▼
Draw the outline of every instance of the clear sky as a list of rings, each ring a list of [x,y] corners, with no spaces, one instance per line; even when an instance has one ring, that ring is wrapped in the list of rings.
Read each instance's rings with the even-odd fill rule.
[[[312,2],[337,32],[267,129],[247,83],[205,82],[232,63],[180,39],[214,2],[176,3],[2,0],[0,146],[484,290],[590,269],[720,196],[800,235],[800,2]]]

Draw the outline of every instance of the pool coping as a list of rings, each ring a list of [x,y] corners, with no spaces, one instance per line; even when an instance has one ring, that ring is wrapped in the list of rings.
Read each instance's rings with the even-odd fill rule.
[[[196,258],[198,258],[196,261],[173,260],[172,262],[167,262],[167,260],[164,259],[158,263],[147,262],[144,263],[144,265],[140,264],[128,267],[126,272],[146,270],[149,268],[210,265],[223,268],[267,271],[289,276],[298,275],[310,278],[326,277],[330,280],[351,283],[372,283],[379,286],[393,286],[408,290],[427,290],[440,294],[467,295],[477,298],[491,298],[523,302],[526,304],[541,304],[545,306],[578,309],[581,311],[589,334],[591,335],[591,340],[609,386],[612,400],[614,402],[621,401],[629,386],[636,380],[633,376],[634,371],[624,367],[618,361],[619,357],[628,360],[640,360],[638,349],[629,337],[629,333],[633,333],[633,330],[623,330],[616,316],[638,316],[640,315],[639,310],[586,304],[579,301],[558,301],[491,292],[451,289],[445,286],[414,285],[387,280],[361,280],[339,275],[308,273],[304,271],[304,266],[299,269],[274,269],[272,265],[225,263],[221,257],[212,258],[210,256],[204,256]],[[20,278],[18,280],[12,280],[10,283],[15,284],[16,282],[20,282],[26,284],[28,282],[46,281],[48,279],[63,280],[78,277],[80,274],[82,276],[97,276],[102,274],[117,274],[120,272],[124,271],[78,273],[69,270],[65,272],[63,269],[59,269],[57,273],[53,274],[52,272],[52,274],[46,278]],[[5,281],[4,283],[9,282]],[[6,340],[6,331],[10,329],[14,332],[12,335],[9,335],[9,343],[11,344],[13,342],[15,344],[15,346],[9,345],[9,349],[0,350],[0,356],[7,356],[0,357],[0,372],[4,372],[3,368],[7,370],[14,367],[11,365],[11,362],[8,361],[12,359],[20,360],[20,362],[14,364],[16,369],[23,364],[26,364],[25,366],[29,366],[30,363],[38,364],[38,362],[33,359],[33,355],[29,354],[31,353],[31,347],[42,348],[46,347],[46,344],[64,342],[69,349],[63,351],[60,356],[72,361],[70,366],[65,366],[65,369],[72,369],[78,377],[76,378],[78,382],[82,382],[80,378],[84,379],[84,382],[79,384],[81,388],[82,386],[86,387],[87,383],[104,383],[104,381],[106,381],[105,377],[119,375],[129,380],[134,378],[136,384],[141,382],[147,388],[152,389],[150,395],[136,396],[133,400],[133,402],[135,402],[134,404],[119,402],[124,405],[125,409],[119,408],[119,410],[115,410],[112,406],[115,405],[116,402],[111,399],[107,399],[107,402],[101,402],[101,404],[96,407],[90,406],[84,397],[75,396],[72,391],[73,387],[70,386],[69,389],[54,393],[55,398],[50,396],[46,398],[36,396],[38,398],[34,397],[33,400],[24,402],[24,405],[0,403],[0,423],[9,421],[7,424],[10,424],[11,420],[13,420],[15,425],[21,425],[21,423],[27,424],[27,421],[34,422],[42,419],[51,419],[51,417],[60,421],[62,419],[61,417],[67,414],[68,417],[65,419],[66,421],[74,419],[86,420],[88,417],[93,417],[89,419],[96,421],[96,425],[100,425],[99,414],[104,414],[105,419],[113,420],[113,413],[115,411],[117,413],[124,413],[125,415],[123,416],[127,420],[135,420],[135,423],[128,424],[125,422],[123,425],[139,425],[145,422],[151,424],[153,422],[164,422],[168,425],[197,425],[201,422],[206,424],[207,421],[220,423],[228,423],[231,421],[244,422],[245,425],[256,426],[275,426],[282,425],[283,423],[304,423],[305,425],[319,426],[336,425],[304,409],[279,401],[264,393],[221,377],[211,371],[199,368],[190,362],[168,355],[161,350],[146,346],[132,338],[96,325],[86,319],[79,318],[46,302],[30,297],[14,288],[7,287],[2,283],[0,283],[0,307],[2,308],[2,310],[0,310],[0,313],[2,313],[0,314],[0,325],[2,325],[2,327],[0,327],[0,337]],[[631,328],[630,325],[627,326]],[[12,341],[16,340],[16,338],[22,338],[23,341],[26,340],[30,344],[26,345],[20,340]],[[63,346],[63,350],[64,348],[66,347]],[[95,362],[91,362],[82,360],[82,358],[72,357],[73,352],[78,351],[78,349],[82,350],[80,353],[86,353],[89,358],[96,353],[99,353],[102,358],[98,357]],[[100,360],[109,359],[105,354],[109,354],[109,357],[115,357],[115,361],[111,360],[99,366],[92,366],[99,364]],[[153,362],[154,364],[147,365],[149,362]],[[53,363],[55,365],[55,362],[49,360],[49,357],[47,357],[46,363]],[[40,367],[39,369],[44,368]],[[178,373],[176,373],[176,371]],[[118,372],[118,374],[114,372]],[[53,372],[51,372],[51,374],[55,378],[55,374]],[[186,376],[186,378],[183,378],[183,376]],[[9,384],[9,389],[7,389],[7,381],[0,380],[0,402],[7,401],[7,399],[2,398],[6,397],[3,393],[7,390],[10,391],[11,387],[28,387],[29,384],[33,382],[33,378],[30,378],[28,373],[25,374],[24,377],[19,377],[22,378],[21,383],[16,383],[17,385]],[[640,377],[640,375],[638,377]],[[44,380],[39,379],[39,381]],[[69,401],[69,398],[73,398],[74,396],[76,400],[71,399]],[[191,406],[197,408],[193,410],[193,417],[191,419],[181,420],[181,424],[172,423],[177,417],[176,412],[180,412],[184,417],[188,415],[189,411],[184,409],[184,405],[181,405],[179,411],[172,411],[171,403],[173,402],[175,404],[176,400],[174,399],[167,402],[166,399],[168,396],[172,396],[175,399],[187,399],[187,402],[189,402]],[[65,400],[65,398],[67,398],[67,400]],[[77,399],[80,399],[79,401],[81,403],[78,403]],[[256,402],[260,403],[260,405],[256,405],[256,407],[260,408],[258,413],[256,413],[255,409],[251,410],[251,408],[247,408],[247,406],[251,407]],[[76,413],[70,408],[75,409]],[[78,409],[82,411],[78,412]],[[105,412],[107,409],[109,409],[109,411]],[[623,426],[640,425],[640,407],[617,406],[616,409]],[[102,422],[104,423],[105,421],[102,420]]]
▲
Problem requirements: Print the material once more, exactly.

Response for this exercise:
Draw the outline of every instance of the clear sky as a list of rings, each ring a list of [x,y] corners, with no spaces, one instance per line; even when an instance has one ring, that ring is wrapped in the list of rings.
Read each instance's rings with the even-odd fill rule.
[[[312,2],[337,32],[267,129],[247,83],[205,82],[232,63],[180,39],[214,2],[176,3],[2,0],[0,146],[484,290],[590,269],[720,196],[800,235],[800,2]]]

Draw the outline of every instance of the pool coping as a list of rings, each ring a list of [x,y] corners, with no spaces, one instance per line; even when an instance has one ring, that ring is wrapped in the list of rings.
Read each instance's rings with the even-odd fill rule.
[[[196,258],[198,258],[196,261],[173,260],[172,262],[167,262],[167,260],[164,259],[158,263],[147,262],[144,263],[144,265],[140,264],[128,267],[126,272],[146,270],[149,268],[210,265],[223,268],[267,271],[289,276],[298,275],[310,278],[326,277],[330,280],[351,283],[372,283],[379,286],[393,286],[408,290],[427,290],[440,294],[467,295],[477,298],[491,298],[523,302],[526,304],[541,304],[545,306],[578,309],[581,311],[589,334],[591,335],[591,340],[609,386],[612,400],[614,402],[621,401],[629,386],[636,380],[633,376],[634,371],[624,367],[618,361],[619,357],[628,360],[640,360],[638,349],[629,337],[629,333],[633,333],[633,330],[623,330],[616,316],[638,316],[640,315],[639,310],[586,304],[579,301],[558,301],[491,292],[451,289],[445,286],[414,285],[387,280],[361,280],[339,275],[308,273],[304,271],[304,266],[299,269],[274,269],[272,265],[225,263],[221,257],[212,258],[210,256],[204,256]],[[20,278],[18,280],[12,280],[10,283],[15,284],[16,282],[20,282],[26,284],[28,282],[46,281],[48,279],[63,280],[78,277],[80,274],[82,276],[97,276],[102,274],[117,274],[120,272],[124,271],[78,273],[69,270],[65,272],[63,269],[59,269],[57,273],[53,274],[52,272],[52,274],[46,278]],[[5,281],[4,283],[9,282]],[[6,340],[6,331],[10,329],[14,332],[12,335],[9,335],[9,343],[11,344],[13,342],[15,344],[15,346],[9,345],[9,349],[0,350],[0,356],[7,356],[0,357],[0,372],[4,372],[3,368],[7,370],[14,367],[11,365],[11,362],[8,361],[12,359],[20,360],[20,362],[14,364],[16,369],[23,364],[26,364],[25,366],[29,366],[30,363],[38,364],[38,362],[33,359],[33,355],[29,354],[31,353],[31,347],[42,348],[46,347],[46,344],[64,342],[69,349],[63,351],[60,356],[72,361],[70,366],[65,366],[65,369],[72,369],[78,377],[76,378],[78,382],[82,382],[80,378],[84,379],[84,382],[79,384],[81,388],[82,386],[86,387],[87,383],[104,383],[104,381],[106,381],[105,377],[119,375],[129,380],[134,378],[136,384],[141,382],[147,388],[152,389],[150,395],[136,396],[133,400],[133,402],[135,402],[134,404],[119,402],[124,405],[125,409],[119,408],[119,410],[115,410],[112,406],[115,405],[116,402],[111,399],[107,399],[107,402],[101,402],[101,404],[96,407],[90,406],[84,397],[75,396],[72,391],[73,387],[70,386],[69,389],[54,393],[55,398],[50,396],[46,398],[36,396],[38,398],[34,397],[33,400],[24,402],[24,405],[0,403],[0,423],[9,421],[7,424],[10,424],[11,420],[13,420],[15,425],[21,425],[21,423],[27,424],[27,421],[34,422],[42,419],[51,419],[51,417],[60,421],[62,419],[61,417],[67,414],[68,417],[65,419],[66,421],[74,419],[86,420],[88,417],[93,417],[89,419],[96,421],[96,425],[100,425],[99,414],[104,414],[105,419],[113,420],[113,413],[115,411],[117,413],[124,413],[125,415],[123,416],[127,420],[135,420],[135,423],[128,424],[125,422],[123,425],[139,425],[145,422],[151,424],[153,422],[164,422],[168,425],[197,425],[201,422],[206,424],[207,421],[220,423],[228,423],[231,421],[244,422],[245,425],[256,426],[275,426],[282,425],[283,423],[304,423],[305,425],[319,426],[336,425],[304,409],[279,401],[264,393],[221,377],[211,371],[199,368],[190,362],[168,355],[161,350],[146,346],[132,338],[96,325],[86,319],[79,318],[46,302],[30,297],[14,288],[7,287],[2,283],[0,283],[0,307],[2,308],[2,310],[0,310],[0,313],[2,313],[0,314],[0,325],[2,325],[2,327],[0,327],[0,337]],[[631,328],[630,325],[627,326]],[[12,341],[16,340],[16,338],[22,338],[23,341],[26,340],[30,344],[26,345],[20,340]],[[63,346],[63,350],[64,348],[66,347]],[[95,362],[91,362],[82,360],[82,358],[72,357],[73,352],[78,351],[78,349],[82,350],[80,353],[86,353],[89,358],[96,353],[99,353],[102,358],[98,357]],[[100,360],[109,359],[105,354],[109,354],[109,357],[115,357],[115,361],[111,360],[99,366],[92,366],[99,364]],[[153,362],[154,364],[147,365],[149,362]],[[53,363],[55,365],[55,362],[49,360],[49,357],[47,357],[46,363]],[[40,367],[39,369],[44,368]],[[178,373],[176,373],[176,371]],[[118,372],[118,374],[114,372]],[[53,372],[51,372],[51,374],[55,378],[55,374]],[[186,376],[186,378],[183,378],[183,376]],[[9,384],[9,389],[7,389],[7,381],[0,380],[0,402],[7,401],[7,399],[2,398],[6,397],[3,393],[7,390],[10,391],[11,387],[28,387],[29,384],[33,382],[33,378],[30,378],[28,373],[25,374],[24,377],[19,377],[22,378],[21,383],[16,383],[17,385]],[[640,377],[640,375],[638,377]],[[44,380],[39,379],[39,381]],[[69,401],[69,398],[73,398],[74,396],[76,400],[71,399]],[[191,406],[197,408],[193,410],[193,417],[191,419],[181,420],[181,424],[172,423],[177,417],[176,412],[180,412],[184,417],[188,415],[189,411],[184,409],[184,405],[181,405],[179,411],[172,411],[171,403],[173,402],[175,404],[176,400],[174,399],[167,402],[166,399],[168,396],[172,396],[175,399],[187,399],[187,402],[189,402]],[[65,400],[65,398],[67,398],[67,400]],[[77,399],[80,399],[79,401],[81,403],[78,403]],[[256,402],[260,403],[260,405],[256,405],[256,407],[260,408],[258,413],[256,413],[255,409],[251,410],[251,408],[247,408],[247,406],[251,407]],[[76,413],[70,408],[75,409]],[[78,409],[82,411],[78,412]],[[105,412],[107,409],[109,409],[109,411]],[[623,426],[640,425],[640,407],[617,406],[616,409]],[[102,422],[104,423],[105,421],[102,420]]]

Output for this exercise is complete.